# Alıştırma A
Kader ve kaza üzerine olan metinde "Mâtüridîler ‘kaza’nın, kulun" ifadesinden başlayıp "buna mecbur etmez." ifadesi de dahil olmak üzere oraya kadar uzanan kısmı aynen geri verir misin?

# Alıntı Metin
Mâtüridîlerin görüşü bu noktada Mu’tezile düşüncesine de yakın görünmektedir. Zira Mâtüridîler kader’i şöyle tanımlarlar: “Güzellik ve çirkinlik(husn ve kubh), yarar ve zarar ne varsa; her şey ezelde Allah’ın tahdididir”. Kaza ise; “hükümlerde ziyadesiyle birlikte olan bir fiil”dir.[29] Tahdid, “tanımlama” demektir. Buna “belirleme” anlamı verilirse, cebir olur. Halbuki Mâtüridîler cebir anlayışına karşıdırlar.
Mâtüridîler ‘kaza’nın, kulun fiilleri ve ihtiyârında etkisi olmadığını ileri sürmüşlerdir. Çünkü kaza, ‘kâdı’nin sıfatıdır. Sıfat, birini bir işe mecbur kılmaz. Örnek olarak, efendi kölesine, “eğer eve girersen hürsün” deyip, o da girerse kölenin hür olması buna benzer. Burada fiil, efendinin kazası (hükmü) ile olmuş olsa da, kölesini buna mecbur kılmamıştır. İşte kulların filleri Allah’ın kazası ile olsa da O, kimseyi buna mecbur etmez.

# Çalışma Verileri
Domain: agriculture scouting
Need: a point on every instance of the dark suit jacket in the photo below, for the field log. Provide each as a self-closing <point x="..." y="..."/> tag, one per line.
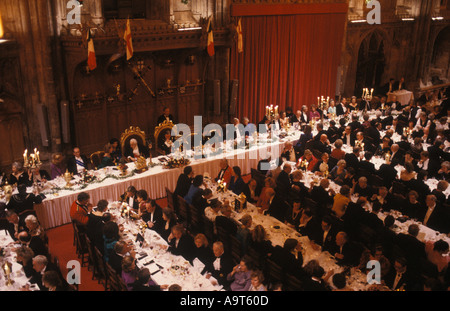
<point x="185" y="247"/>
<point x="183" y="185"/>
<point x="72" y="165"/>
<point x="226" y="266"/>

# Alıştırma B
Çalışma Verileri altındaki satırların tamamında "field log" yerine "scouting report" yazarak bu satırları başka hiçbir şeyi değiştirmeden düzenler misin? Resimleri cevaba koyma.

# Çıktı A
Mâtüridîler ‘kaza’nın, kulun fiilleri ve ihtiyârında etkisi olmadığını ileri sürmüşlerdir. Çünkü kaza, ‘kâdı’nin sıfatıdır. Sıfat, birini bir işe mecbur kılmaz. Örnek olarak, efendi kölesine, “eğer eve girersen hürsün” deyip, o da girerse kölenin hür olması buna benzer. Burada fiil, efendinin kazası (hükmü) ile olmuş olsa da, kölesini buna mecbur kılmamıştır. İşte kulların filleri Allah’ın kazası ile olsa da O, kimseyi buna mecbur etmez.

# Çıktı B
Domain: agriculture scouting
Need: a point on every instance of the dark suit jacket in the photo below, for the scouting report. Provide each as a self-closing <point x="..." y="..."/> tag, one per line.
<point x="185" y="247"/>
<point x="183" y="185"/>
<point x="72" y="165"/>
<point x="226" y="266"/>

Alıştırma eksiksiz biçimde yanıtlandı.